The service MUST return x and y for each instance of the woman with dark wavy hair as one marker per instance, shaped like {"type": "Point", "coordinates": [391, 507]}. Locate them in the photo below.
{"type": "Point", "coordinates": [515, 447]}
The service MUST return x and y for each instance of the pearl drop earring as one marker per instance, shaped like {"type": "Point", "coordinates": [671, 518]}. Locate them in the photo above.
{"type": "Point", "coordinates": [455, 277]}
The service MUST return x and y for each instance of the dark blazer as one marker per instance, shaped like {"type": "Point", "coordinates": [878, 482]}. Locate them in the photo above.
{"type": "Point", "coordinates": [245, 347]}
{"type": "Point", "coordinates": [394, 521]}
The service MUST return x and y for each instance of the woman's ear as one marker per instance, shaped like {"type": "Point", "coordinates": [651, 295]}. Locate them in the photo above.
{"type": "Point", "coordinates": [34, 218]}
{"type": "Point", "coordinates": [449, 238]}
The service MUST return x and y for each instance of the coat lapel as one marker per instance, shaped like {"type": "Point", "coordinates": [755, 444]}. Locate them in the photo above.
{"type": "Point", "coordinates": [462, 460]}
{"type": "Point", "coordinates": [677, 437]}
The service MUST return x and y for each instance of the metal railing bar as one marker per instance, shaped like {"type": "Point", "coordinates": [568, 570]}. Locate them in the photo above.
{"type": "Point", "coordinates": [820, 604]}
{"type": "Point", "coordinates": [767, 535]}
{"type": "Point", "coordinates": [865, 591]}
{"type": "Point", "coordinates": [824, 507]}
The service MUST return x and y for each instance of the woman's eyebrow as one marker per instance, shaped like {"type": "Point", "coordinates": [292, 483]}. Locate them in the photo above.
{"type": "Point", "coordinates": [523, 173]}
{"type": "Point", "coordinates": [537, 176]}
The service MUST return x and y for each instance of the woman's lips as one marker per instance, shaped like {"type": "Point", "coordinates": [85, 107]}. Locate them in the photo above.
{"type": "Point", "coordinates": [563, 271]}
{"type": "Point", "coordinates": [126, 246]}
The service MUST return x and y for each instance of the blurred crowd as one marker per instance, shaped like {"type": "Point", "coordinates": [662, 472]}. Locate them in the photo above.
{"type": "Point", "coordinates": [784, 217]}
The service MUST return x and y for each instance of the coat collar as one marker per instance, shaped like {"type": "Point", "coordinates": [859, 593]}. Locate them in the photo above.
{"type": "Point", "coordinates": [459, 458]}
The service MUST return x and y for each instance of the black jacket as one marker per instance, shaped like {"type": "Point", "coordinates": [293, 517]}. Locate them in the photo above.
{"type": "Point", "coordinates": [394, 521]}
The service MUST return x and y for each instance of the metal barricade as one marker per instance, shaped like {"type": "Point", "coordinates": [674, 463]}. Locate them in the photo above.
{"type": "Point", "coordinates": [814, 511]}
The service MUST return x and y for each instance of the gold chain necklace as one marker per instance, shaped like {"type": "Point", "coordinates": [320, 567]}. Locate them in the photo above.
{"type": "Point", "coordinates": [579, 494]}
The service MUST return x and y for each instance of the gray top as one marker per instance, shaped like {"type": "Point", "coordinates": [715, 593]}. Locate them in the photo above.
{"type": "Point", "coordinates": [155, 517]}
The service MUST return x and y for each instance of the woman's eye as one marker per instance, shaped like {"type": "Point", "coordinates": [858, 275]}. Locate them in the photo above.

...

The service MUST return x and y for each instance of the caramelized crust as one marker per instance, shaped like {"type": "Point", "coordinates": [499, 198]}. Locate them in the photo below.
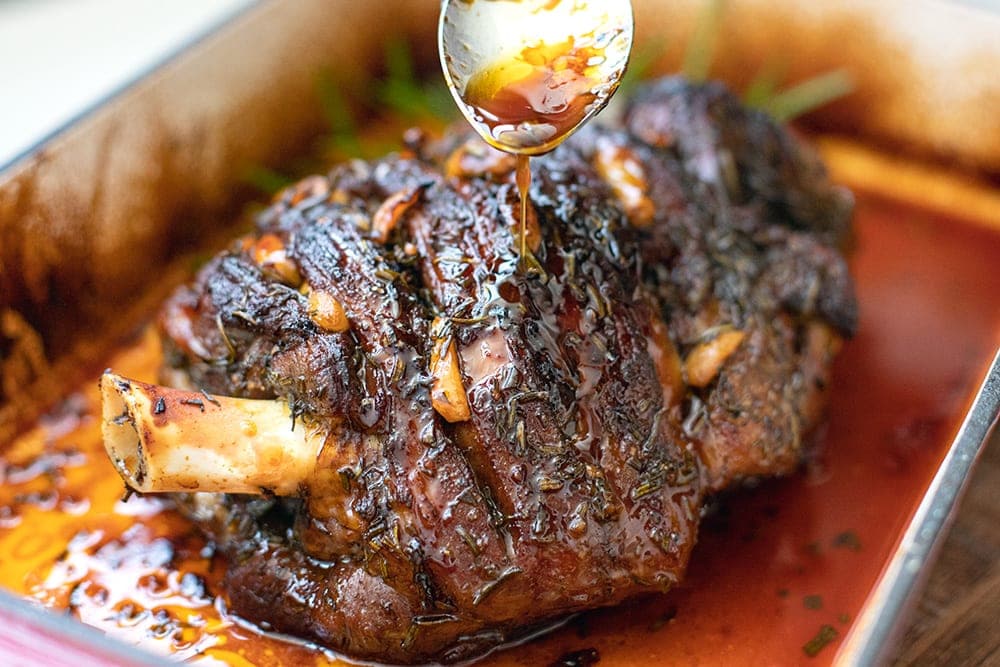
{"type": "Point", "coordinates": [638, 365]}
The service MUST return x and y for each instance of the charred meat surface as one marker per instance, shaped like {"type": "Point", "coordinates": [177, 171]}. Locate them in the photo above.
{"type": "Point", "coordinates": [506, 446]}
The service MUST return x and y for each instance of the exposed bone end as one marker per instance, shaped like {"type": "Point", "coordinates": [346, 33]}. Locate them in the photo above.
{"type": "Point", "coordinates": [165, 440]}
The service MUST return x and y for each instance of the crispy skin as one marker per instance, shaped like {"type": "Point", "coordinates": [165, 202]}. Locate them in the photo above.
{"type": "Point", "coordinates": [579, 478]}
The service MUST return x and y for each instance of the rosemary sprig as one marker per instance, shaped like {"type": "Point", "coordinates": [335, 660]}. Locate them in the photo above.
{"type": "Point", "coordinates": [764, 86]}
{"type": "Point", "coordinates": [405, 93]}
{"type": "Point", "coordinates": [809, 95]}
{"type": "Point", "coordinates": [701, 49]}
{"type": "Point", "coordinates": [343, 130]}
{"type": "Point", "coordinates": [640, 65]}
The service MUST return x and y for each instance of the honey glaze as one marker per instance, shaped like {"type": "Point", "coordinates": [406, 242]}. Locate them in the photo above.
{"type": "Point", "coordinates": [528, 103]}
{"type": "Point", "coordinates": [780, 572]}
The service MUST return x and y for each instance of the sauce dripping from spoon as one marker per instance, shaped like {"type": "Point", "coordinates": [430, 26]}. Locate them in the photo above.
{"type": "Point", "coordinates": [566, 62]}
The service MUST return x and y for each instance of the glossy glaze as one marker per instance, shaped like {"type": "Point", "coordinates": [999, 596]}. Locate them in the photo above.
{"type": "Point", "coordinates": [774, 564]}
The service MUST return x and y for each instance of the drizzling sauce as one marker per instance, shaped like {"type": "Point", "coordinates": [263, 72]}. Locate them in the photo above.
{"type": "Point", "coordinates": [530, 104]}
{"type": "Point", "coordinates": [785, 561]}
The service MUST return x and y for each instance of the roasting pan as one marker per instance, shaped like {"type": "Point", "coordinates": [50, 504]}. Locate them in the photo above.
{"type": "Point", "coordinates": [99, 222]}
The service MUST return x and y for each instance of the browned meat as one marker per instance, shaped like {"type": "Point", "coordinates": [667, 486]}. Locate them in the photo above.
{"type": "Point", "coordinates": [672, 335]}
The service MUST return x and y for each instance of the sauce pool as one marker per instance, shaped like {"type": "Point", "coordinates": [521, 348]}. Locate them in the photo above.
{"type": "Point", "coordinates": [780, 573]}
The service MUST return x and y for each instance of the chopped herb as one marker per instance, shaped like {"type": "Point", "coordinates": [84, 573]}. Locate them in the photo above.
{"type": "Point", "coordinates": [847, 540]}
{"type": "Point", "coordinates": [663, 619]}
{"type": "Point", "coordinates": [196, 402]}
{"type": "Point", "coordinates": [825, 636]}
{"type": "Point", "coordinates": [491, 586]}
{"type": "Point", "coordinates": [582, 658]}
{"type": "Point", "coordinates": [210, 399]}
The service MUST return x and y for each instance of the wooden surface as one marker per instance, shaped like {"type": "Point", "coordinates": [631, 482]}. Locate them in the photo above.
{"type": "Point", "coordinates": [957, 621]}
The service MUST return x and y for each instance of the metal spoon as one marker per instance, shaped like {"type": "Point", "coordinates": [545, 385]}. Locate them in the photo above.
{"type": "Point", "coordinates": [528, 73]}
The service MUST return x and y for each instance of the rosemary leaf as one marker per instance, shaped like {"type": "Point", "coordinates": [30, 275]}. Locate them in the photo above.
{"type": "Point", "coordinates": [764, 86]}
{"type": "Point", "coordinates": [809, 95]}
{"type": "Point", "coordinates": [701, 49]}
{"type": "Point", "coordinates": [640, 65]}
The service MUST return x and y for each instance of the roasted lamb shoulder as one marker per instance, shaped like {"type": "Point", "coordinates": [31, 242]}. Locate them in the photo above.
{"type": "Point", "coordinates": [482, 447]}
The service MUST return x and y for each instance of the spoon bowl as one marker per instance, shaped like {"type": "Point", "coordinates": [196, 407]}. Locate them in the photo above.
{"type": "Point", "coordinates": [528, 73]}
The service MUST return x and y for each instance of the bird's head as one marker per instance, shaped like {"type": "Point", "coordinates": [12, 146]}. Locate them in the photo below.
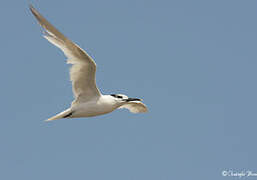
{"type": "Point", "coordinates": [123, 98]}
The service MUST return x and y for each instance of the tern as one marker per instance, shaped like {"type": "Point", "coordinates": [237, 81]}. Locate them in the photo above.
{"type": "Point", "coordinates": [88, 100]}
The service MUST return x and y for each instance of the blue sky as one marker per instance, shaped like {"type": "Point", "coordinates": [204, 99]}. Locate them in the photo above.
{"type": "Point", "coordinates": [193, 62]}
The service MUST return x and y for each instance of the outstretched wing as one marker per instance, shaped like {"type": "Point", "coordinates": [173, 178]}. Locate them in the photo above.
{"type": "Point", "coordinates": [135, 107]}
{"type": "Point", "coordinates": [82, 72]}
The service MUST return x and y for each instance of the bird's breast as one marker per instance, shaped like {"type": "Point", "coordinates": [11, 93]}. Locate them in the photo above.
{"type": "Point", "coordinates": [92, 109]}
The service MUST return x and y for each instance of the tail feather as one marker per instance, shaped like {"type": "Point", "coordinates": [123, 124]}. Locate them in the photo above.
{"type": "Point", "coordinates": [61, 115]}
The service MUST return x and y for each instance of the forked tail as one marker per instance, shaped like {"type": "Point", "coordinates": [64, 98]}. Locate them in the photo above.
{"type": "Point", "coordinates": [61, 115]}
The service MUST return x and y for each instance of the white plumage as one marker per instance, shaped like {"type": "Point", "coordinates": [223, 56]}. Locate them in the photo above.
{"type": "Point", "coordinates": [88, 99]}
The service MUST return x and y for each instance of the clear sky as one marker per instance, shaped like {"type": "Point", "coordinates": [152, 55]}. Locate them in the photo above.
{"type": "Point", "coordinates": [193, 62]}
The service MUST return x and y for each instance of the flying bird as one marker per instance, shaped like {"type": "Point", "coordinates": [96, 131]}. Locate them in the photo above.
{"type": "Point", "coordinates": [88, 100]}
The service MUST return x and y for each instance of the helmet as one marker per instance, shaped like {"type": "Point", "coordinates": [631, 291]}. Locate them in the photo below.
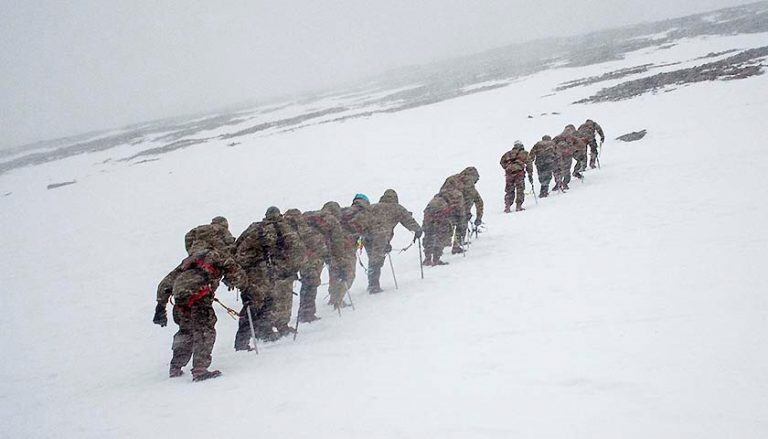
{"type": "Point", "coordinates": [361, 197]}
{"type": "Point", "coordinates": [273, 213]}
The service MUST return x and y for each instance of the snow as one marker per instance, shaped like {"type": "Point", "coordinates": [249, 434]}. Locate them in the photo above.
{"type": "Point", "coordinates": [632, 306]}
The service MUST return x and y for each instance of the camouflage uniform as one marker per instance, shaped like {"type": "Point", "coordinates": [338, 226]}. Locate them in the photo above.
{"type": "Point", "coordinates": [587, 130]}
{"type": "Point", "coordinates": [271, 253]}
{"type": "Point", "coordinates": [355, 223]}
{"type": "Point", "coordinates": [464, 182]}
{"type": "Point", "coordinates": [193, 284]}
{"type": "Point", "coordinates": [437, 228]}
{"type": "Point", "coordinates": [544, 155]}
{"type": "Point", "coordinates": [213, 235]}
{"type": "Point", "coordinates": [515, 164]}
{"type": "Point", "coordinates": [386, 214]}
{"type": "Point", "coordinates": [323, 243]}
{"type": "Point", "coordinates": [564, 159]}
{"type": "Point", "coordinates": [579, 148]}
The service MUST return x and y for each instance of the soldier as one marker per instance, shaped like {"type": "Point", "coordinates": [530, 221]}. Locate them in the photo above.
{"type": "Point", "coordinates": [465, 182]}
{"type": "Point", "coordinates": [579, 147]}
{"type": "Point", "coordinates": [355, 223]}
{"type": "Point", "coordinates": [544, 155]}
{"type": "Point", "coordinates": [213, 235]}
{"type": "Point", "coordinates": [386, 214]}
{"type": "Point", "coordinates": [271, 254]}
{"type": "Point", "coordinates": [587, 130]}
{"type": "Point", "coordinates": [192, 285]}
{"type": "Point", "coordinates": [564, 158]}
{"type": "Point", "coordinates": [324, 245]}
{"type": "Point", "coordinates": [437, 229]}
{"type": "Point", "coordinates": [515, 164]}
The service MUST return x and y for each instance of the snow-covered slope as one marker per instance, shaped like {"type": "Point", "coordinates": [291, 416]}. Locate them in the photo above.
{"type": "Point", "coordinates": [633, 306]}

• 作業内容
上の項目から、「barricade」という語を含む行をすべて集めてください。

• 最終回答
The service MUST return x and y for each instance of the metal barricade as one marker per instance, shaped like {"type": "Point", "coordinates": [674, 463]}. Locate them in the photo above.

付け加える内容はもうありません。